Picture annotation records
---------------

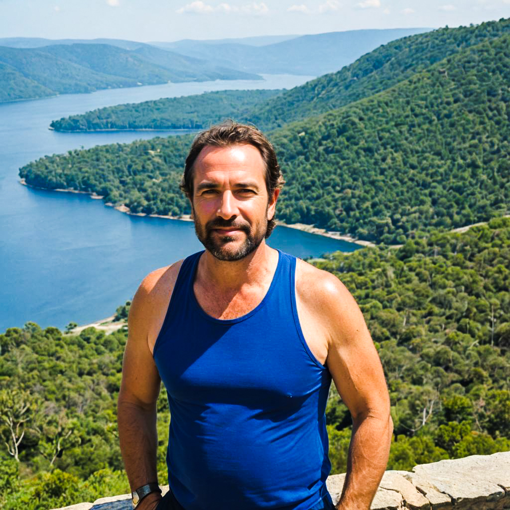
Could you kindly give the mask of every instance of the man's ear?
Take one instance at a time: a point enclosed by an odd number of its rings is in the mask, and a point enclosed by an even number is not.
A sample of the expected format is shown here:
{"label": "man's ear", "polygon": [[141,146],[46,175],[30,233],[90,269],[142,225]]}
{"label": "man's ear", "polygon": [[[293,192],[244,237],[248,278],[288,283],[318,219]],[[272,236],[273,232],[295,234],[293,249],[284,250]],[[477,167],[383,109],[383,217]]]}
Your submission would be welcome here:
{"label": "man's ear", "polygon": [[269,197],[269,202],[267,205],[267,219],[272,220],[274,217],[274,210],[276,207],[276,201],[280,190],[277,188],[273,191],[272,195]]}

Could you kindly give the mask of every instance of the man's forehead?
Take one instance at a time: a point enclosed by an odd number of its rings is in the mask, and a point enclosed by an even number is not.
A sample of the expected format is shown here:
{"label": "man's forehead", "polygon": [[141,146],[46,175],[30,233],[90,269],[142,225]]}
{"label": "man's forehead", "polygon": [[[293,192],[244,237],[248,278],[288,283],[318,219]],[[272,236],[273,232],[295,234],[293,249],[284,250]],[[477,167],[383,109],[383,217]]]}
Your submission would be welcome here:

---------------

▶ _Exercise_
Transcribe the listing in full. Omit the pictures and keep every line exact.

▶ _Output for this task_
Could you kindly give the mask of every instance of the man's ear?
Take one instance at a time: a point enclosed by an odd number of its rings is in the mask, and a point enclosed by an even number is not.
A sample of the expected format is shown here:
{"label": "man's ear", "polygon": [[141,146],[46,175],[30,233],[90,269],[142,225]]}
{"label": "man's ear", "polygon": [[[293,192],[244,237],[248,278],[288,283],[318,219]],[[272,236],[273,232],[295,234],[293,249],[284,250]],[[477,167],[383,109],[383,217]]]}
Your submission would be welcome here:
{"label": "man's ear", "polygon": [[269,197],[269,202],[267,205],[267,219],[272,220],[274,217],[274,210],[276,207],[276,201],[280,190],[277,188],[273,191],[272,195]]}

Could you kindly give the mask of every instance of the man's forehead?
Take one instance at a time: a point enclosed by an odd number of its rings is in the mask, and a point enclosed by an even number is not.
A sample of the expected format is shown here:
{"label": "man's forehead", "polygon": [[141,146],[46,175],[30,233],[90,269],[142,225]]}
{"label": "man's forehead", "polygon": [[[293,192],[244,237],[248,278],[288,283],[318,219]],[[272,236],[273,232],[295,234],[293,249],[284,250]],[[477,167],[383,109],[383,217]]]}
Your submission would be welcome here:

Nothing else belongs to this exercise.